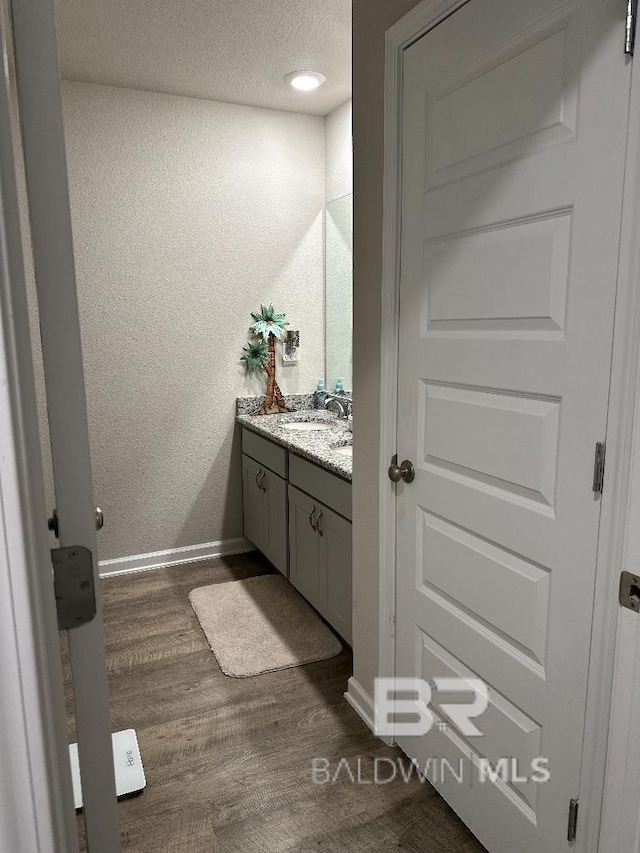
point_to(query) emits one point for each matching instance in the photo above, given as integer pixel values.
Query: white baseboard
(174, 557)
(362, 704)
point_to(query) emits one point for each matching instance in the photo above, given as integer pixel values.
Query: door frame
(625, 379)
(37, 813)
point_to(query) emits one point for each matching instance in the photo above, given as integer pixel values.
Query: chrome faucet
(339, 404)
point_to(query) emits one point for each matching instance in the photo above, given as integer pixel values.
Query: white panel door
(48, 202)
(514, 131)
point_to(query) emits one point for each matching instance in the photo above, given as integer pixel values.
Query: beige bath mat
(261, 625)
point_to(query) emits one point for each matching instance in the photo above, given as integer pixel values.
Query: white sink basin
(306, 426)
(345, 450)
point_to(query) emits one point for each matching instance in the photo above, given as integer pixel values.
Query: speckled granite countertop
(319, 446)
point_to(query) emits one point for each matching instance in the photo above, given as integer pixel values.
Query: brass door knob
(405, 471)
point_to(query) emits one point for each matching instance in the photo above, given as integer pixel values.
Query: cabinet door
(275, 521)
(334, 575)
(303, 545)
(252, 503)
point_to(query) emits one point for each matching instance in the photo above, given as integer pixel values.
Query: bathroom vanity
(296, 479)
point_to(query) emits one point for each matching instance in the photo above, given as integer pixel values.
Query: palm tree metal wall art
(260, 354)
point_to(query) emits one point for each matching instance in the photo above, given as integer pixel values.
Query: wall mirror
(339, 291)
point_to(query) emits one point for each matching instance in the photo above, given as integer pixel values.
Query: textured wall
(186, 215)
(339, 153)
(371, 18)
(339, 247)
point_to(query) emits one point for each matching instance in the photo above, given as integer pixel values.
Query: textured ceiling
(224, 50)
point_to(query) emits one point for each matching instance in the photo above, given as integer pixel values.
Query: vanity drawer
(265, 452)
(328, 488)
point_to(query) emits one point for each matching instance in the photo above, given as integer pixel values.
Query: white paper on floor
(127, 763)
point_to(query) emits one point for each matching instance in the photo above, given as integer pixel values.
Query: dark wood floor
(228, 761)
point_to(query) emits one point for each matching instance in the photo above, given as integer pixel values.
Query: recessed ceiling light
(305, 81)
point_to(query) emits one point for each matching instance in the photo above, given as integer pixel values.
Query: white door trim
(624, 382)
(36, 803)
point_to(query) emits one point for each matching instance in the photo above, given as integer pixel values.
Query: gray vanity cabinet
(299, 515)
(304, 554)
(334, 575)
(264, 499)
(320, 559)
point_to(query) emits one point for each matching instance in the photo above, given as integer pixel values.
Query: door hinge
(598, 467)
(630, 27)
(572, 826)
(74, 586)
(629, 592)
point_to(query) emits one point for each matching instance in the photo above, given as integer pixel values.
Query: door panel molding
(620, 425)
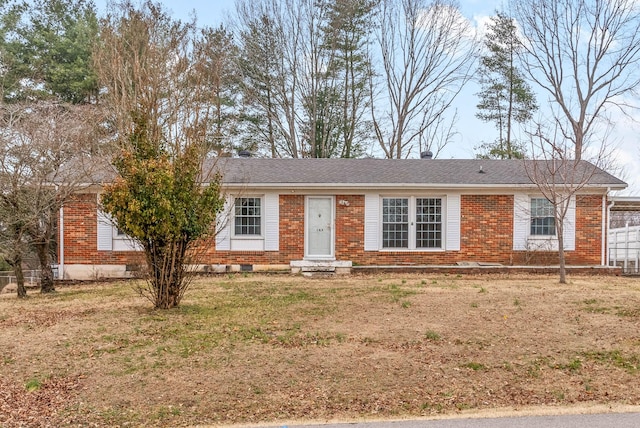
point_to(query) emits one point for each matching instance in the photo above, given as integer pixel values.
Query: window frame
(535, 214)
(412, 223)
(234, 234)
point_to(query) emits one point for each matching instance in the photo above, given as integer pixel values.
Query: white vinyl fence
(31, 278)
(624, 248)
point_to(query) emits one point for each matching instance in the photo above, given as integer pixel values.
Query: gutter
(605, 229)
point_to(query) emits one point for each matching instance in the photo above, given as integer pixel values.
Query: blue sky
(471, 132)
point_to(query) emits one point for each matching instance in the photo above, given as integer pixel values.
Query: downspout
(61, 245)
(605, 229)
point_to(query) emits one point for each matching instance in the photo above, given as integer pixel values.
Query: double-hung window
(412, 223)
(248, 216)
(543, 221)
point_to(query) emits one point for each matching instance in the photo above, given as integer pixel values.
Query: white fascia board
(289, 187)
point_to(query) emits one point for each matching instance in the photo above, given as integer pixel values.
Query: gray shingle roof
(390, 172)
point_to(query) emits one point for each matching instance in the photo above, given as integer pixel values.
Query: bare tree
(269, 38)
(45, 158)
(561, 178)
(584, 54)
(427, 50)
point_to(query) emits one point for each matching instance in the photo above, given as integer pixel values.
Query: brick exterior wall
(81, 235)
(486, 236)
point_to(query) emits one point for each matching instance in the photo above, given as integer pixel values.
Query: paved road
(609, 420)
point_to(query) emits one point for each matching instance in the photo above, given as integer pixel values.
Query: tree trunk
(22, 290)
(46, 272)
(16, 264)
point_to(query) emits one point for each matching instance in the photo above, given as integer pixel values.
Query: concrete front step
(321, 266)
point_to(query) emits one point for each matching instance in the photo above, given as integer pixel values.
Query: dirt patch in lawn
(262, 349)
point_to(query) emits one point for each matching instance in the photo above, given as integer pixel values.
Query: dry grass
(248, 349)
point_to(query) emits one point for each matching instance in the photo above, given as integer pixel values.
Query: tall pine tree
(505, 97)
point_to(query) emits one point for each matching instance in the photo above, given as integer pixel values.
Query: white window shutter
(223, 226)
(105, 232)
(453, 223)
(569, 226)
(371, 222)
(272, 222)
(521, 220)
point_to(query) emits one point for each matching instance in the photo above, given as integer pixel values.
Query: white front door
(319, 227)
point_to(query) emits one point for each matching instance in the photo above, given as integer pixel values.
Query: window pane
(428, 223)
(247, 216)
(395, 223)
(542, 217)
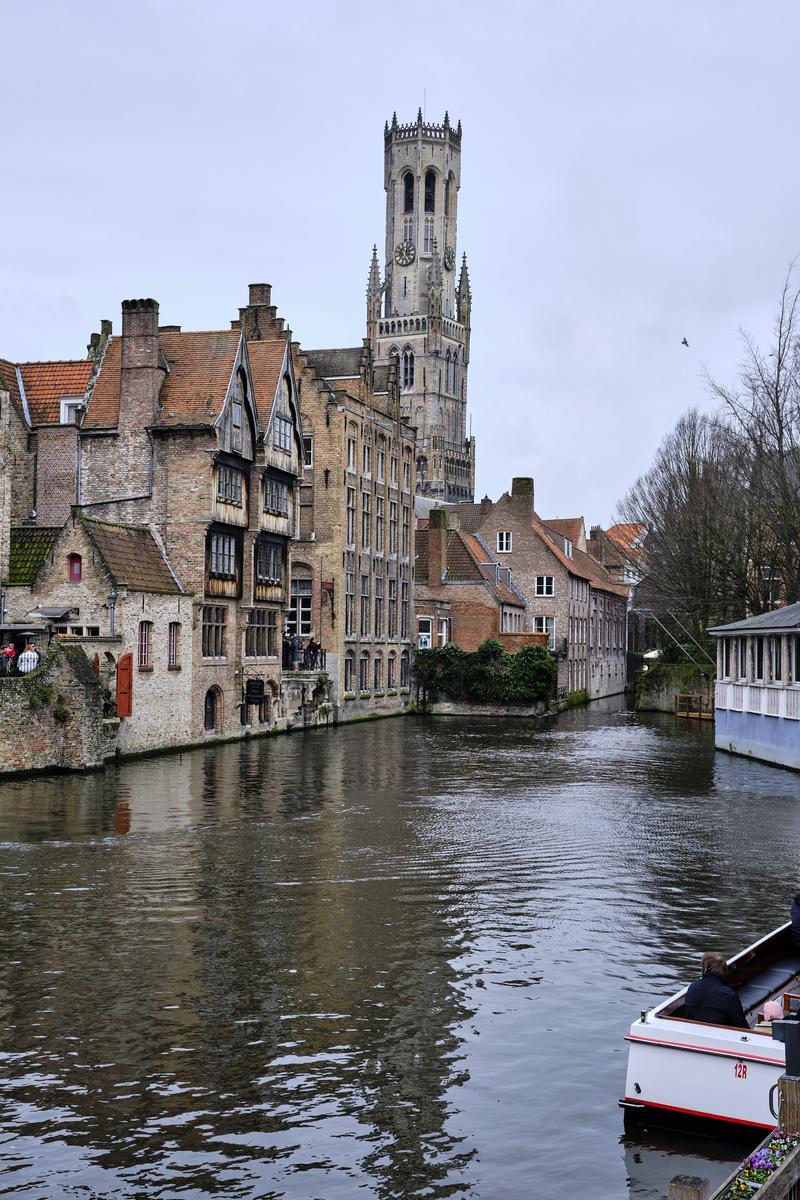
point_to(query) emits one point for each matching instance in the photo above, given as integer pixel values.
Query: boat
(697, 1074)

* * *

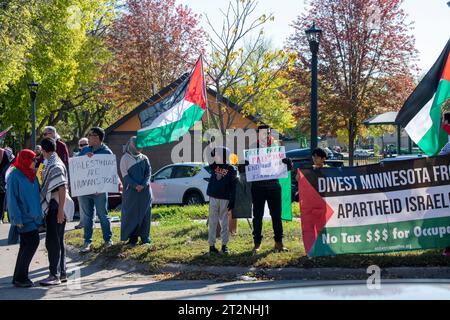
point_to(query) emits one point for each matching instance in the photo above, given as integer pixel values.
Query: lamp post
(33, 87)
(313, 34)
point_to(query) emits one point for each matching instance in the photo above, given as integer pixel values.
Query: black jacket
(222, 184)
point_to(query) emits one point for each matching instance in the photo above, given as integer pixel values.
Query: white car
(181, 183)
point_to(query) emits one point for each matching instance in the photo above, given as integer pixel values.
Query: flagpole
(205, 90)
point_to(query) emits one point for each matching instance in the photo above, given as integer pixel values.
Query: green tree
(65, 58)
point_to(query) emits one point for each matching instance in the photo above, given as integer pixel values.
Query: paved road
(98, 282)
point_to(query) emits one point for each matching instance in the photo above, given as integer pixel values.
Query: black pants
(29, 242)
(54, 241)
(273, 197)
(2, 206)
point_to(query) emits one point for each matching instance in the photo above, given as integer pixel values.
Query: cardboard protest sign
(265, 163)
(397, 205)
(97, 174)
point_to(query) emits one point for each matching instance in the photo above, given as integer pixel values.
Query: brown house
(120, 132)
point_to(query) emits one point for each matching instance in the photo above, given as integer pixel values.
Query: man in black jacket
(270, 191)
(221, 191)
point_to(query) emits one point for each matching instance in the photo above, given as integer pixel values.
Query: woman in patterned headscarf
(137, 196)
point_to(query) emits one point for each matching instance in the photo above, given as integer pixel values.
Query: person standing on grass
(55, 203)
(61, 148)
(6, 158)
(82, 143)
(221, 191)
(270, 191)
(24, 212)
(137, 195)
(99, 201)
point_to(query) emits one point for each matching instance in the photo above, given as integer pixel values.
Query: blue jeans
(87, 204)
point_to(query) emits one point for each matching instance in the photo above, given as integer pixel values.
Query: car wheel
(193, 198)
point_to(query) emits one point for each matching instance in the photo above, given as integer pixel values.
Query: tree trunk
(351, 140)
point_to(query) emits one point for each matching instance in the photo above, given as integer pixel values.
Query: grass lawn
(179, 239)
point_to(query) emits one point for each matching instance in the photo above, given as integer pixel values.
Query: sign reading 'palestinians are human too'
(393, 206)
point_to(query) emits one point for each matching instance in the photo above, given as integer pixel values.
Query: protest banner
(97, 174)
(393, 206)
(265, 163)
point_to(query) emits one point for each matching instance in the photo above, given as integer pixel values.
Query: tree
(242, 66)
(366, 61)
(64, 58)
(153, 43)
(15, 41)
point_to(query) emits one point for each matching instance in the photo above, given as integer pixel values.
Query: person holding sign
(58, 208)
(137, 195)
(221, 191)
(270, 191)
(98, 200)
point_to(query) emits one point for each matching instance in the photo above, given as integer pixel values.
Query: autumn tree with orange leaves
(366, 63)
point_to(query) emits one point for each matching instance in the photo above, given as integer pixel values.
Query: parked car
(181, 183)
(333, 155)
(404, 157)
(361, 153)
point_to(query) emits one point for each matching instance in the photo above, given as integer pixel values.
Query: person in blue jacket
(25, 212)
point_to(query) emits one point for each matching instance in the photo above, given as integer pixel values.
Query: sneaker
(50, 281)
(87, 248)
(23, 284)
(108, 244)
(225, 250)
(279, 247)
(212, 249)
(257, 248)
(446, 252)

--

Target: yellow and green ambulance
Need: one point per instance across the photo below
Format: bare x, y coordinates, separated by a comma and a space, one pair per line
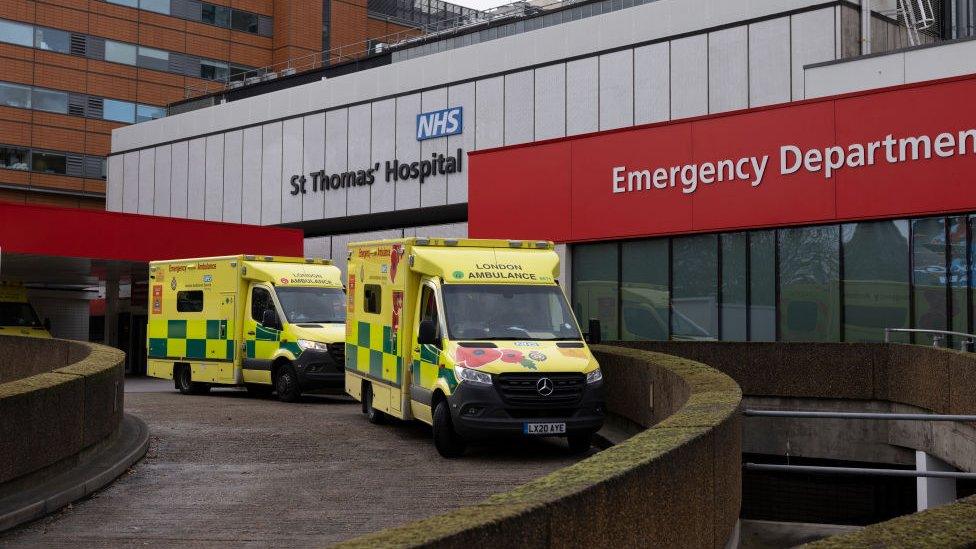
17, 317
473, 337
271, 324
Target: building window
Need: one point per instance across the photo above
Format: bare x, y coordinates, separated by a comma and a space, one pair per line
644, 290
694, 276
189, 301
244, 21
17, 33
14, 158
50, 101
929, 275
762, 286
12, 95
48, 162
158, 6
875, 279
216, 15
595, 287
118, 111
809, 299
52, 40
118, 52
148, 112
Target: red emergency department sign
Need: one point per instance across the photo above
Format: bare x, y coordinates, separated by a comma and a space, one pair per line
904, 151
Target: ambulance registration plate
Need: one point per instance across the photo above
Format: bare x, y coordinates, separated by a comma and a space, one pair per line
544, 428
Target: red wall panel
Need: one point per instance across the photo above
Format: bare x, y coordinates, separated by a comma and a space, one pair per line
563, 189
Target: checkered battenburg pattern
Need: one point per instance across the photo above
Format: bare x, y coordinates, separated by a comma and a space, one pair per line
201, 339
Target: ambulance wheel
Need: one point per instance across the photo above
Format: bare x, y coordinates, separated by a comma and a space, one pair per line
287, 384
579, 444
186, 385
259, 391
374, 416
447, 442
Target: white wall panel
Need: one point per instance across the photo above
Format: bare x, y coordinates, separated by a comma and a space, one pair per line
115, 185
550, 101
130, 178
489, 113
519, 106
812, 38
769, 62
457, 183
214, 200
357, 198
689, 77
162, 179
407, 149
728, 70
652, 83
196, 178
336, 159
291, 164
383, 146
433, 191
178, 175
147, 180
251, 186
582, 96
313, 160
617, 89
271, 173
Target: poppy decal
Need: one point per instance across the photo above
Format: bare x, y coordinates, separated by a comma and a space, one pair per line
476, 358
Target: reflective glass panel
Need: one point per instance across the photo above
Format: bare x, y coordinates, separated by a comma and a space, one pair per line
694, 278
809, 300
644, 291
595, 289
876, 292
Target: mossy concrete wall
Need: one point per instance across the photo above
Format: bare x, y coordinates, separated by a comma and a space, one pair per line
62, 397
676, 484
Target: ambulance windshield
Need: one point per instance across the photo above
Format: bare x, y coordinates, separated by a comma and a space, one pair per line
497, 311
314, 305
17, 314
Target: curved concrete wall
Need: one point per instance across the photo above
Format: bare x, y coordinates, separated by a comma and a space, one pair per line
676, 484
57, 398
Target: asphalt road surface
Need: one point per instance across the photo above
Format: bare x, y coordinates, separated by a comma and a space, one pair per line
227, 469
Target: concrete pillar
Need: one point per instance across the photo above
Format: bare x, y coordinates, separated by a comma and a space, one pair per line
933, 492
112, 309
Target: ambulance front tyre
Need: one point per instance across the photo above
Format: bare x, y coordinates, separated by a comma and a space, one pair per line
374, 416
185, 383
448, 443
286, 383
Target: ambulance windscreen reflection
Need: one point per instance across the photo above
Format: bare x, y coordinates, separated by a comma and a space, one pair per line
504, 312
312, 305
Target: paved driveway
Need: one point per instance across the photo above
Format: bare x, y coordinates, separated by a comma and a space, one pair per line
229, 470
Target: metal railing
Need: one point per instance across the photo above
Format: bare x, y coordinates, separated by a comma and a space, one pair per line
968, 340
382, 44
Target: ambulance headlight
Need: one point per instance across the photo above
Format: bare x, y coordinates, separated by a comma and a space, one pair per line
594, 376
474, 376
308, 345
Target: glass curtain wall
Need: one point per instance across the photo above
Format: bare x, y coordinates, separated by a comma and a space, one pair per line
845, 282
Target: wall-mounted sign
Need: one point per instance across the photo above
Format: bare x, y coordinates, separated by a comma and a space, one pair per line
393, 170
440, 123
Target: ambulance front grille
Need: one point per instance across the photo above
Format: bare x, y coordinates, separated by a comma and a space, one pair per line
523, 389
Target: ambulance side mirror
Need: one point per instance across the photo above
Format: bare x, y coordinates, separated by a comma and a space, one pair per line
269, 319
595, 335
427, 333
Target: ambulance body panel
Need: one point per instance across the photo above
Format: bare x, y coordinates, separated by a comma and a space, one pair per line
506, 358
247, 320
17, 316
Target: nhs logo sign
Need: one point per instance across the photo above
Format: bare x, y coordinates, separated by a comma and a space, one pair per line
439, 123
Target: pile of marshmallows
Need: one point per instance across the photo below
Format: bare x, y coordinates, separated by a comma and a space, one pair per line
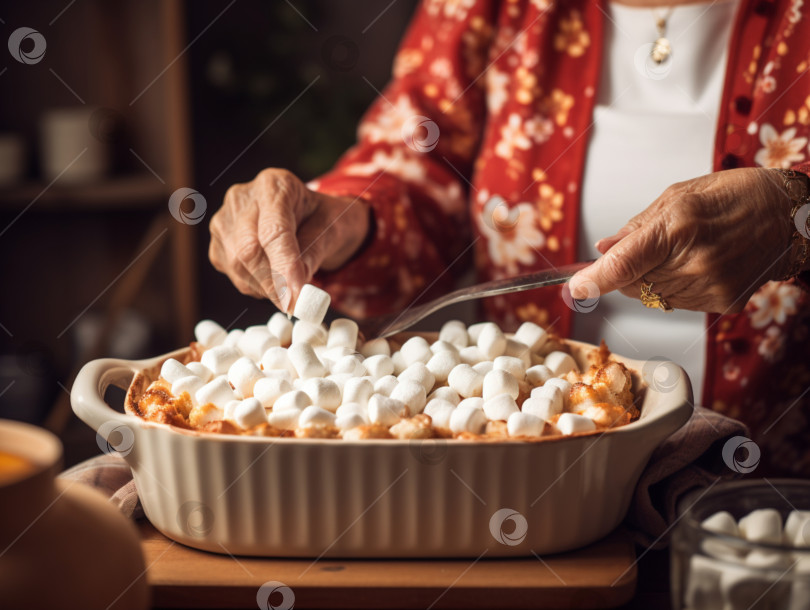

• **What you need to do**
Review the entries above and return every line where "ambulance" appears.

• **Response to this exercise**
Target: yellow and green ambulance
Target: ambulance registration plate
Target: ambulance wheel
Target: ambulance windshield
Target: ambulance front tyre
Target: ambulance windscreen reflection
Target: ambulance headlight
Target: ambulance front grille
Target: ambulance side mirror
Target: ambulance body panel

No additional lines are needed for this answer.